▶ **TRY IT**
Print the lines below word for word, beginning with the first and ending with the line that holds "# Target: gray wall", and skip every picture.

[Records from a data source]
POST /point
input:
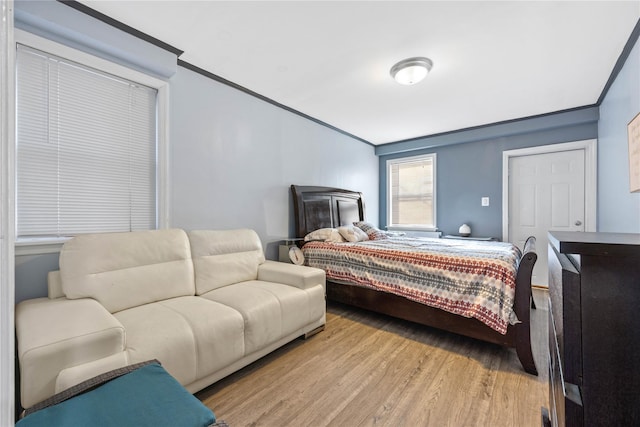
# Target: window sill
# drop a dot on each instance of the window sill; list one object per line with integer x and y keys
{"x": 410, "y": 228}
{"x": 37, "y": 246}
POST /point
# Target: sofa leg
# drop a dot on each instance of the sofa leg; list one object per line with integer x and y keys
{"x": 313, "y": 332}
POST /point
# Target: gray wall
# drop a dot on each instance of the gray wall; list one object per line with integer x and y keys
{"x": 233, "y": 158}
{"x": 618, "y": 208}
{"x": 469, "y": 165}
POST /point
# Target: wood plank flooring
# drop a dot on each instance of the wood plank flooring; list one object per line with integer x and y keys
{"x": 365, "y": 369}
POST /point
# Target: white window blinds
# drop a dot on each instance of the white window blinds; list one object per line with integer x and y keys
{"x": 411, "y": 192}
{"x": 86, "y": 149}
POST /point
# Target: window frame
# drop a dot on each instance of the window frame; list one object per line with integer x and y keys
{"x": 410, "y": 227}
{"x": 32, "y": 246}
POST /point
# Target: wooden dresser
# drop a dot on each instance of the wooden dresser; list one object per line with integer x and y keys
{"x": 594, "y": 329}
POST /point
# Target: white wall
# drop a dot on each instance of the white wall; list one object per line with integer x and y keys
{"x": 618, "y": 208}
{"x": 234, "y": 156}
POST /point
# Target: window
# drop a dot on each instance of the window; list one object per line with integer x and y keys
{"x": 411, "y": 192}
{"x": 87, "y": 148}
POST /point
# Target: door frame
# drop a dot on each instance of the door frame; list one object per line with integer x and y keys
{"x": 590, "y": 147}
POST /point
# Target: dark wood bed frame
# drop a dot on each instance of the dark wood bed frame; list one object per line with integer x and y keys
{"x": 320, "y": 207}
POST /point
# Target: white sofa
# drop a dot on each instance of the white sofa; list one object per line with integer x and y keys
{"x": 204, "y": 303}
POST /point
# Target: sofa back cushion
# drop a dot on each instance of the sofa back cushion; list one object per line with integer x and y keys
{"x": 224, "y": 257}
{"x": 124, "y": 270}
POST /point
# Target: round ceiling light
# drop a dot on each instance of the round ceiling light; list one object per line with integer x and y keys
{"x": 412, "y": 70}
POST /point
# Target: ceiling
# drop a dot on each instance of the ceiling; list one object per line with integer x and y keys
{"x": 493, "y": 60}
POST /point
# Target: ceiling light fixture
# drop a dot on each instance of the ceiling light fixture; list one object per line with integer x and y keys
{"x": 412, "y": 70}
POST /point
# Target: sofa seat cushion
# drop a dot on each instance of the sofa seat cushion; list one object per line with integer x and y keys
{"x": 270, "y": 310}
{"x": 124, "y": 270}
{"x": 191, "y": 336}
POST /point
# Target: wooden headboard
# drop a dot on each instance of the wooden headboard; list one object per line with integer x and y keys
{"x": 321, "y": 207}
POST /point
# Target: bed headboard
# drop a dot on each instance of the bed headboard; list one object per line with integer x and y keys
{"x": 321, "y": 207}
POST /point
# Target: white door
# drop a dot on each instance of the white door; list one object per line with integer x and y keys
{"x": 546, "y": 193}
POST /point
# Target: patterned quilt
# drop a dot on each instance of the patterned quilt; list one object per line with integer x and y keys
{"x": 470, "y": 278}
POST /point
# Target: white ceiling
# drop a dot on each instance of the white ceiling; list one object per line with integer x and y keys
{"x": 493, "y": 60}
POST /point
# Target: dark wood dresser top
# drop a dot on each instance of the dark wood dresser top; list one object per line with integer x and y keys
{"x": 598, "y": 244}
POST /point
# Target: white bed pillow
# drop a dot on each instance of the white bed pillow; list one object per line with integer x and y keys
{"x": 325, "y": 235}
{"x": 352, "y": 233}
{"x": 372, "y": 231}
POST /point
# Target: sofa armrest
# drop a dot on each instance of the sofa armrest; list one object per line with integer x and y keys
{"x": 55, "y": 334}
{"x": 299, "y": 276}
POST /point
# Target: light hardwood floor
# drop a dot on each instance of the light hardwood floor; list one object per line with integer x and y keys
{"x": 366, "y": 369}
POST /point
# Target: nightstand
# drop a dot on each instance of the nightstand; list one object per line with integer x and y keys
{"x": 483, "y": 239}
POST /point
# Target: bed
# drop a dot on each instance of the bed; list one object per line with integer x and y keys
{"x": 316, "y": 208}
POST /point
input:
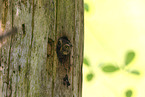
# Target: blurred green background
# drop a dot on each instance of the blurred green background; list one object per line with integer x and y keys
{"x": 114, "y": 48}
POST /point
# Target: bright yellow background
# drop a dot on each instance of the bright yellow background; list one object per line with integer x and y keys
{"x": 113, "y": 27}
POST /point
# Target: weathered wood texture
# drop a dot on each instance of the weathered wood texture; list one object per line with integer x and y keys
{"x": 30, "y": 64}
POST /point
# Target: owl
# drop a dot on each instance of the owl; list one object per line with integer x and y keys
{"x": 63, "y": 48}
{"x": 4, "y": 36}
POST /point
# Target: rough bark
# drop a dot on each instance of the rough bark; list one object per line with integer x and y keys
{"x": 30, "y": 63}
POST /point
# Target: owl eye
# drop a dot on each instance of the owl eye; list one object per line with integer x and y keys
{"x": 66, "y": 46}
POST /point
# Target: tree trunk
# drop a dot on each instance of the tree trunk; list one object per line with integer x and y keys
{"x": 31, "y": 64}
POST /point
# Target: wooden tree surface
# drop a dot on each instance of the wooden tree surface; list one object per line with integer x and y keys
{"x": 30, "y": 64}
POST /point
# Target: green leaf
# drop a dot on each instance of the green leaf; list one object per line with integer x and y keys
{"x": 129, "y": 57}
{"x": 135, "y": 72}
{"x": 128, "y": 93}
{"x": 90, "y": 76}
{"x": 86, "y": 62}
{"x": 110, "y": 68}
{"x": 86, "y": 6}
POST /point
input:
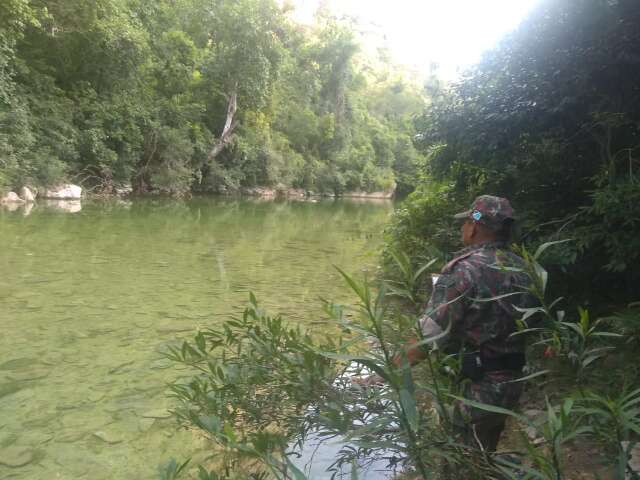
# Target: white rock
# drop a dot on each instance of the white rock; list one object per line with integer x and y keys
{"x": 64, "y": 192}
{"x": 69, "y": 206}
{"x": 123, "y": 190}
{"x": 27, "y": 195}
{"x": 11, "y": 197}
{"x": 634, "y": 459}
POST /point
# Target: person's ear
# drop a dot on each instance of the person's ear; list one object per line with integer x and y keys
{"x": 474, "y": 230}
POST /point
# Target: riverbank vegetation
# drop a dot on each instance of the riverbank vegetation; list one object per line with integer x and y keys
{"x": 172, "y": 97}
{"x": 550, "y": 120}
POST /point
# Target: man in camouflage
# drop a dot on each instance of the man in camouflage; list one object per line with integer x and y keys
{"x": 471, "y": 301}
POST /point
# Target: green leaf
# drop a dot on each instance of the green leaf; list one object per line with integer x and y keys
{"x": 529, "y": 377}
{"x": 490, "y": 408}
{"x": 410, "y": 409}
{"x": 546, "y": 245}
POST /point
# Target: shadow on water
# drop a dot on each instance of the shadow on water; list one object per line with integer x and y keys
{"x": 94, "y": 295}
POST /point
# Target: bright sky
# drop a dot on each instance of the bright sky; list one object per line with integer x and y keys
{"x": 451, "y": 33}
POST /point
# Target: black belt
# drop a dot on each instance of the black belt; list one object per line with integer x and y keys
{"x": 509, "y": 361}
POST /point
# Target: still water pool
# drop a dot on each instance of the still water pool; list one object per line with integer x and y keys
{"x": 89, "y": 298}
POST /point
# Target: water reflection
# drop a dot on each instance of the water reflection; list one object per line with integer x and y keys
{"x": 94, "y": 297}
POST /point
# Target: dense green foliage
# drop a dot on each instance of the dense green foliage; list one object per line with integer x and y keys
{"x": 549, "y": 119}
{"x": 260, "y": 388}
{"x": 137, "y": 92}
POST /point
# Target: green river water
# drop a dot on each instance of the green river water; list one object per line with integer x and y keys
{"x": 89, "y": 299}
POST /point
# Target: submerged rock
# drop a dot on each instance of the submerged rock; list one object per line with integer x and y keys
{"x": 159, "y": 413}
{"x": 17, "y": 363}
{"x": 10, "y": 388}
{"x": 16, "y": 457}
{"x": 108, "y": 437}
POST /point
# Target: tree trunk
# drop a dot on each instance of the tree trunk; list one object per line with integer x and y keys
{"x": 229, "y": 126}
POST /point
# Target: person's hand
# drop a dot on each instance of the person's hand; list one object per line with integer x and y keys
{"x": 368, "y": 381}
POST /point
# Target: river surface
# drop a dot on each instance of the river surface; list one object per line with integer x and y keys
{"x": 91, "y": 295}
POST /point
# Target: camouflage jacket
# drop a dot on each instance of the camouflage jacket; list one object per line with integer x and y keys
{"x": 461, "y": 298}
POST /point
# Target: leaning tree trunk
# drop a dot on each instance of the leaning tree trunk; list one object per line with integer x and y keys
{"x": 229, "y": 126}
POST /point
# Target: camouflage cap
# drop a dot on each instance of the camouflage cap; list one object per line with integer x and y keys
{"x": 489, "y": 210}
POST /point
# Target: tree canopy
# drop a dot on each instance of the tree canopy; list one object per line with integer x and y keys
{"x": 549, "y": 118}
{"x": 173, "y": 96}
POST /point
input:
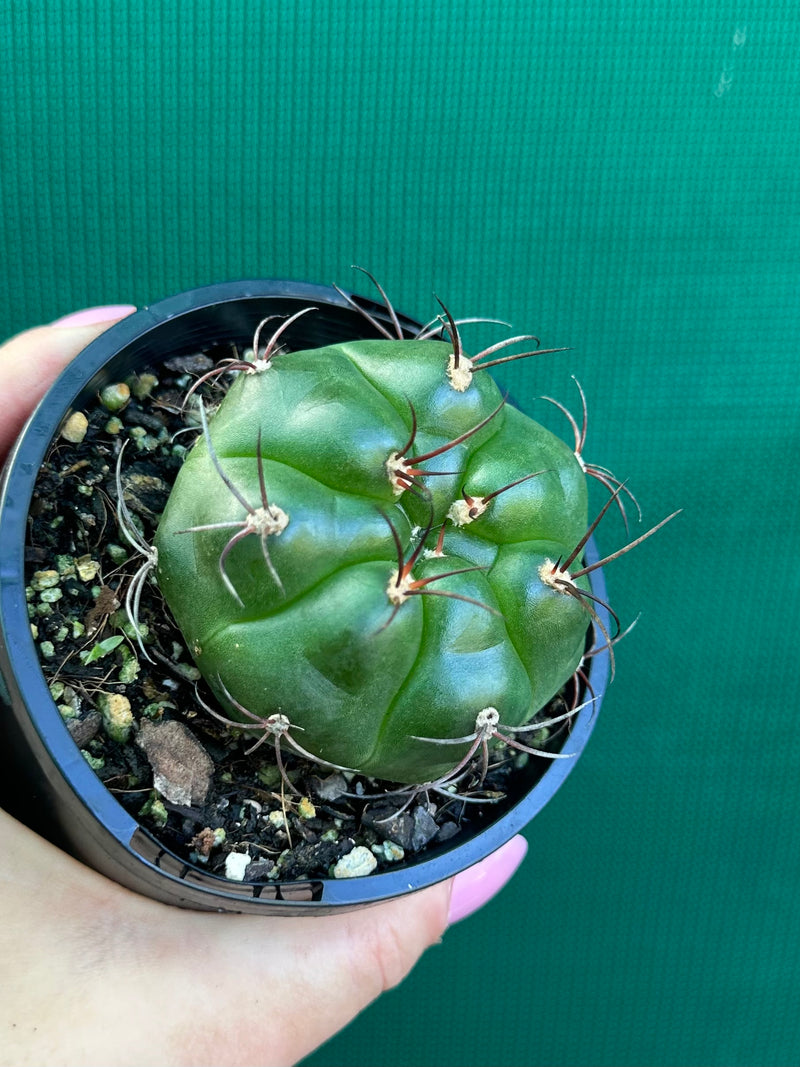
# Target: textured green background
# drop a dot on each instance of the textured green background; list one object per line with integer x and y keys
{"x": 620, "y": 177}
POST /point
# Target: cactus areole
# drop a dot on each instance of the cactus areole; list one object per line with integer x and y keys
{"x": 363, "y": 546}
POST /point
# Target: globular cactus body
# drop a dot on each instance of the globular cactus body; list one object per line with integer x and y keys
{"x": 312, "y": 614}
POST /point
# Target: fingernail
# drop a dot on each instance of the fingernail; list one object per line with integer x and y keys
{"x": 90, "y": 316}
{"x": 474, "y": 887}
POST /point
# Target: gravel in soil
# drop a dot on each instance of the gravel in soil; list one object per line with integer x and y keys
{"x": 196, "y": 785}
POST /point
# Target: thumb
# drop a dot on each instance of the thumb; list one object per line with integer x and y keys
{"x": 328, "y": 968}
{"x": 31, "y": 361}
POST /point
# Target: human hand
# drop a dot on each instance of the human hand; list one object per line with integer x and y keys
{"x": 93, "y": 973}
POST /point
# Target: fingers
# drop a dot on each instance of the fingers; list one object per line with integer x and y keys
{"x": 31, "y": 361}
{"x": 293, "y": 983}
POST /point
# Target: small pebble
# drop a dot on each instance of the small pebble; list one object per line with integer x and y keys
{"x": 355, "y": 864}
{"x": 45, "y": 579}
{"x": 88, "y": 568}
{"x": 236, "y": 864}
{"x": 117, "y": 718}
{"x": 75, "y": 428}
{"x": 115, "y": 397}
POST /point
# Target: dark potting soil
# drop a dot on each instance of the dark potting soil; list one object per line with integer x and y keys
{"x": 200, "y": 787}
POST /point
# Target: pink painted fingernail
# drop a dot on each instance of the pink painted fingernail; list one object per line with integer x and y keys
{"x": 474, "y": 887}
{"x": 90, "y": 316}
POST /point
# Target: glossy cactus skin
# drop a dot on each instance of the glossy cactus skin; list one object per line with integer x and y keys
{"x": 360, "y": 675}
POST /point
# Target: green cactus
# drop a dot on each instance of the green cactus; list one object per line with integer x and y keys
{"x": 365, "y": 554}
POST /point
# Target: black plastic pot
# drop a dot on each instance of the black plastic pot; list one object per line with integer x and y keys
{"x": 46, "y": 781}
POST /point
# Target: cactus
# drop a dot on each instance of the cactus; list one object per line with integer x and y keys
{"x": 376, "y": 559}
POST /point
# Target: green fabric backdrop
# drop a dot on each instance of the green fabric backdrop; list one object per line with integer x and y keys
{"x": 616, "y": 176}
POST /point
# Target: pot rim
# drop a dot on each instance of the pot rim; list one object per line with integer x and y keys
{"x": 99, "y": 830}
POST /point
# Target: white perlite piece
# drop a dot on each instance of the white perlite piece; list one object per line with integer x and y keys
{"x": 75, "y": 428}
{"x": 236, "y": 864}
{"x": 355, "y": 864}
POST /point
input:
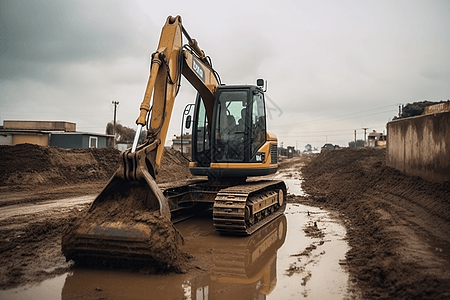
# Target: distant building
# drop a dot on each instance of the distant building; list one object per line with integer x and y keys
{"x": 51, "y": 133}
{"x": 376, "y": 139}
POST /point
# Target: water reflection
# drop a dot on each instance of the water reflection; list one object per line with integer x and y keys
{"x": 242, "y": 268}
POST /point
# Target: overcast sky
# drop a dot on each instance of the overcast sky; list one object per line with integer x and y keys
{"x": 332, "y": 67}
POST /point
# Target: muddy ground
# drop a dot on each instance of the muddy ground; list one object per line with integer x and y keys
{"x": 398, "y": 226}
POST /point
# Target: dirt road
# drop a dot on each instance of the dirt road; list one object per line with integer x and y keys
{"x": 398, "y": 227}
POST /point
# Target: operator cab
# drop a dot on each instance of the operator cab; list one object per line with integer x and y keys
{"x": 236, "y": 132}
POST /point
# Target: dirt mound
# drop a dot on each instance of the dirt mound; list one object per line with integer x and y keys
{"x": 150, "y": 237}
{"x": 28, "y": 164}
{"x": 389, "y": 217}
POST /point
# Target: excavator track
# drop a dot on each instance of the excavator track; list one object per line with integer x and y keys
{"x": 243, "y": 209}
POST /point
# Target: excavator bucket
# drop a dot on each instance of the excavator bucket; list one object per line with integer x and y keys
{"x": 128, "y": 222}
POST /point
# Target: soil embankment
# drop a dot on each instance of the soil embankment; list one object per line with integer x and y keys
{"x": 398, "y": 226}
{"x": 37, "y": 185}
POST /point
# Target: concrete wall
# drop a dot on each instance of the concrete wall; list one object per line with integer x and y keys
{"x": 37, "y": 139}
{"x": 77, "y": 140}
{"x": 420, "y": 146}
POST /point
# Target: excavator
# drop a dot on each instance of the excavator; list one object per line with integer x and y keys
{"x": 230, "y": 145}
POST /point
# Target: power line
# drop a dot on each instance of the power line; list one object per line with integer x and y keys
{"x": 334, "y": 117}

▶ **RESPONSE**
POST /point
input:
# Target: window sill
# drop a dot on each instance of the window sill; list one object per line with integer x and y keys
{"x": 410, "y": 228}
{"x": 37, "y": 246}
POST /point
# Target: sofa leg
# drop a dot on each instance of the sofa leg; list one object per line with integer x and y keys
{"x": 313, "y": 332}
POST /point
# Target: gray wall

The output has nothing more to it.